--- begin ---

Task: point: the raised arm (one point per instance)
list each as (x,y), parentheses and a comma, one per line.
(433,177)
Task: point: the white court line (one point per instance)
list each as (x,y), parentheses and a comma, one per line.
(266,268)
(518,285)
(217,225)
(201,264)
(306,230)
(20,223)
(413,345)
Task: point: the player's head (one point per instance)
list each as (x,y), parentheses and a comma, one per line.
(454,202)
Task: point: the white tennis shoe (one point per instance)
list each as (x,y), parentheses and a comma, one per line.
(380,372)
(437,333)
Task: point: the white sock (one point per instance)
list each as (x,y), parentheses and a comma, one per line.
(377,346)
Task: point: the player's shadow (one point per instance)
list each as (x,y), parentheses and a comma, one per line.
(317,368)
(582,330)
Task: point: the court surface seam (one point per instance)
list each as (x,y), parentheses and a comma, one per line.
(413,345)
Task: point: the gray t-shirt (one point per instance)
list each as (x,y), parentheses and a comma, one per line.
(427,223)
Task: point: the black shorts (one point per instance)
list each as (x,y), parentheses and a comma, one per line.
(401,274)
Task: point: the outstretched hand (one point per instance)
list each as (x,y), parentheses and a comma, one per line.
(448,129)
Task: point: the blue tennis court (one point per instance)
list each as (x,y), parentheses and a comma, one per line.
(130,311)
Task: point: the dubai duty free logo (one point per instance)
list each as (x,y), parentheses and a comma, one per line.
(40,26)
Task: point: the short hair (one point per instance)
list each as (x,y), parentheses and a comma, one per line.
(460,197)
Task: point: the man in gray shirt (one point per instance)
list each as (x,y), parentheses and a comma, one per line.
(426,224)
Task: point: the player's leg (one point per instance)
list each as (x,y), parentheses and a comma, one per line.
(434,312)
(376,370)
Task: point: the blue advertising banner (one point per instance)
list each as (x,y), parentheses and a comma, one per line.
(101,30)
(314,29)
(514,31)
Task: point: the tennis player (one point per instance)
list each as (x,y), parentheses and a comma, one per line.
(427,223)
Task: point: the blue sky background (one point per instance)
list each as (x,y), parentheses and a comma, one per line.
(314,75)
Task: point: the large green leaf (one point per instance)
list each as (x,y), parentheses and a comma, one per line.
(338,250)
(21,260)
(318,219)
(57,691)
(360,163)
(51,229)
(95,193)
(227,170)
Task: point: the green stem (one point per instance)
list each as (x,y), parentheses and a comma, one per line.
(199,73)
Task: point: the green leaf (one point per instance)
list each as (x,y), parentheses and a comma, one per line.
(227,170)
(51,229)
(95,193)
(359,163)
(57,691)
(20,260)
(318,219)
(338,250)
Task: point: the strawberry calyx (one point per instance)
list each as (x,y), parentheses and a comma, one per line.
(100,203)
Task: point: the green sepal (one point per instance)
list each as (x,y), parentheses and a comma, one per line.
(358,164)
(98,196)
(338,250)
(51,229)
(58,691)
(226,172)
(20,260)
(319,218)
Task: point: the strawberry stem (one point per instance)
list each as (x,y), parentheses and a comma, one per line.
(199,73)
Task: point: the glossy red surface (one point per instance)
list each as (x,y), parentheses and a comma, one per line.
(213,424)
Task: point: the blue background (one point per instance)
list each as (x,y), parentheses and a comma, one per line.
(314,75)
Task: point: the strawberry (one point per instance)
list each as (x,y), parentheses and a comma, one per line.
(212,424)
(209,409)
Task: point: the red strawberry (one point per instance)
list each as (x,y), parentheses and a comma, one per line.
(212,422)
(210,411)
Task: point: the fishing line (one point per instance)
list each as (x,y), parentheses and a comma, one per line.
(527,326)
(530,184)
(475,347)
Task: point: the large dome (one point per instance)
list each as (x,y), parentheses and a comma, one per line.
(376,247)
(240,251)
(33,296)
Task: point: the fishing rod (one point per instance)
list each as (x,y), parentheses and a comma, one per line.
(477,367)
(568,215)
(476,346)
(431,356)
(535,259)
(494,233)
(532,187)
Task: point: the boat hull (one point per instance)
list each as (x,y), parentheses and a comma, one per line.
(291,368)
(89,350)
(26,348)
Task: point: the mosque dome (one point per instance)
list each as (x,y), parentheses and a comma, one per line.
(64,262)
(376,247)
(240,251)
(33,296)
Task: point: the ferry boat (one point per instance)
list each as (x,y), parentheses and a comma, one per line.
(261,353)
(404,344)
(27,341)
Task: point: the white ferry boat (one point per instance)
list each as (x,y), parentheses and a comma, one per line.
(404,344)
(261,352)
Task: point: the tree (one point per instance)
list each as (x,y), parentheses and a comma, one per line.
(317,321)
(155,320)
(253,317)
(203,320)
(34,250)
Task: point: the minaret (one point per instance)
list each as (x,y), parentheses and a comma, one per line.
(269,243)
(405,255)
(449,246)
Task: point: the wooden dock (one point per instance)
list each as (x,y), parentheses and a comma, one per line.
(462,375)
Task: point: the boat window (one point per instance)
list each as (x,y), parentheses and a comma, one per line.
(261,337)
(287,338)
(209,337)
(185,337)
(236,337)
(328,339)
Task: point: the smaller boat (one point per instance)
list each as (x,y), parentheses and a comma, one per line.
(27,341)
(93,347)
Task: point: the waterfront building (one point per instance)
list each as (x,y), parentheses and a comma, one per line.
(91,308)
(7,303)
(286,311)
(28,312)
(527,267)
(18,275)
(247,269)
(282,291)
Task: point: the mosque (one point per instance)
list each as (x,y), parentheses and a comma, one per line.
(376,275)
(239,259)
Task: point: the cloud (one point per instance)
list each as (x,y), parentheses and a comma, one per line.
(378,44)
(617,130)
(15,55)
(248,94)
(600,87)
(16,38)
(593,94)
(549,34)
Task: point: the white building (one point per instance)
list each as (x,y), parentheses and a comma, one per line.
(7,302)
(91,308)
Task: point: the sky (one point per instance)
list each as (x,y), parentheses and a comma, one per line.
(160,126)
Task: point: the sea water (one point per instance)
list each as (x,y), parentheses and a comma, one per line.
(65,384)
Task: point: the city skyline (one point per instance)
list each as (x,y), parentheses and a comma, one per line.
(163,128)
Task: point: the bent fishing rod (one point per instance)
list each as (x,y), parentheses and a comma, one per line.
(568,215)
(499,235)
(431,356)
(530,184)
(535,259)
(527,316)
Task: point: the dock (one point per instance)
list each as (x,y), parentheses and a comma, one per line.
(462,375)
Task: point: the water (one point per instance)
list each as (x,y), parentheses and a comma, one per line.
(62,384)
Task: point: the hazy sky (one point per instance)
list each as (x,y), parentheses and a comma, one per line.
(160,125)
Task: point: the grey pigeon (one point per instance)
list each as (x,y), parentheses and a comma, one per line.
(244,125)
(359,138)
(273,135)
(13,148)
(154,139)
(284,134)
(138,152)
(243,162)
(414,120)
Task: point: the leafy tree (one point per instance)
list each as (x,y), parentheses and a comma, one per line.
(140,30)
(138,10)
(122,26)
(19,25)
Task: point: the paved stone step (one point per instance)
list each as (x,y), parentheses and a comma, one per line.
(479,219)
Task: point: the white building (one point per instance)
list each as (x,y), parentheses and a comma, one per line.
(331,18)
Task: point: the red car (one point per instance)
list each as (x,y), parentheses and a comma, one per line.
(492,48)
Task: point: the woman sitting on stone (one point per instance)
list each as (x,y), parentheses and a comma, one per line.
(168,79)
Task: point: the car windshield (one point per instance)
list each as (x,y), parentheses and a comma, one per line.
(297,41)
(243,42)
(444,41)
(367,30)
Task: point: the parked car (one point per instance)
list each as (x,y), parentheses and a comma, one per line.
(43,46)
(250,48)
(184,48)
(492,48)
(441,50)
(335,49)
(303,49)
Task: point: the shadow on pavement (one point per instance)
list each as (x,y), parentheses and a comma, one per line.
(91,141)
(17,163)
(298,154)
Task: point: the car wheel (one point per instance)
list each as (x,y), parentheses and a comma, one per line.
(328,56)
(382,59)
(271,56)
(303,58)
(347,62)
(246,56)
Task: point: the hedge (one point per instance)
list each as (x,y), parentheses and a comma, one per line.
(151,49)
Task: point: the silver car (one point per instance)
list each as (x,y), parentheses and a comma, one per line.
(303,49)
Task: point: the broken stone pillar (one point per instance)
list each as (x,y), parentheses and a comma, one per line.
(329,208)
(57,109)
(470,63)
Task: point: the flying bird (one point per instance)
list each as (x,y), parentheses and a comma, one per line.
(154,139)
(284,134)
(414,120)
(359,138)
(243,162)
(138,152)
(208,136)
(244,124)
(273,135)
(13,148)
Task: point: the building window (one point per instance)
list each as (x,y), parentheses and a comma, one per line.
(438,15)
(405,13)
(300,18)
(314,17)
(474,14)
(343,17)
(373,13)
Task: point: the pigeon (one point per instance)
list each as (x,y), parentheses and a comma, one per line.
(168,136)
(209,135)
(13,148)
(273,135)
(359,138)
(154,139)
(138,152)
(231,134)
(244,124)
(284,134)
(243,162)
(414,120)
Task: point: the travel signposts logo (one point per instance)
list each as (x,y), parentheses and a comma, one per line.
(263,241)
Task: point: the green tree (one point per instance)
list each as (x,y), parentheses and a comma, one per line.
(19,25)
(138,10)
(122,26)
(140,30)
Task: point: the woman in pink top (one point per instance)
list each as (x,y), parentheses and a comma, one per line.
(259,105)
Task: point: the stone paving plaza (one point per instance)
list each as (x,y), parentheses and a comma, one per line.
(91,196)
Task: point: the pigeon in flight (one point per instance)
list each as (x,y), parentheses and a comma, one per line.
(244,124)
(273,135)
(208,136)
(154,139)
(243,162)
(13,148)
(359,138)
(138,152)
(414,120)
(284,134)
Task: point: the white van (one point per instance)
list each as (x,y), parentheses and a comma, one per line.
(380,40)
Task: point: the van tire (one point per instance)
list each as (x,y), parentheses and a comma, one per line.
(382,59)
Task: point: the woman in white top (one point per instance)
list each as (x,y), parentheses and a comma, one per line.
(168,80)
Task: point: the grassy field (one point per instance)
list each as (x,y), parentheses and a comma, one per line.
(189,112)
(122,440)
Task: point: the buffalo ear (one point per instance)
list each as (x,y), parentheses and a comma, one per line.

--- end ---

**PROBLEM STATEMENT**
Reproduce exactly, with nothing added, the lines from the one that contains "Task: point: the woman in pink" to the end of the data.

**EXERCISE OUTPUT**
Task: point: the woman in pink top (one point per instance)
list each as (x,y), parentheses and a comma, one per line.
(259,105)
Task: point: the stone paving plaza (one point per instance)
list each as (x,y), parentheses and a comma, one per line.
(91,196)
Task: point: the pigeon in flight (one point per instance)
list each as (x,y), parentheses and a comma, one per line.
(244,124)
(273,135)
(208,136)
(154,139)
(243,162)
(13,148)
(359,138)
(138,152)
(414,120)
(284,134)
Task: point: the white van (one point per instance)
list each as (x,y), parentheses and a comma, one per line.
(380,40)
Task: point: the van tire (one point per instance)
list each as (x,y), parentheses and a comma, one per line.
(382,59)
Task: point: the woman in white top (one point per instance)
list each as (x,y), parentheses and a comma, one per line.
(168,80)
Task: point: the grassy field (one point per instance)
list each as (x,y), parentheses and a comma, one per line.
(189,112)
(122,440)
Task: point: the buffalo ear (one point per instance)
list each as (x,y), parentheses and a comma, one per line.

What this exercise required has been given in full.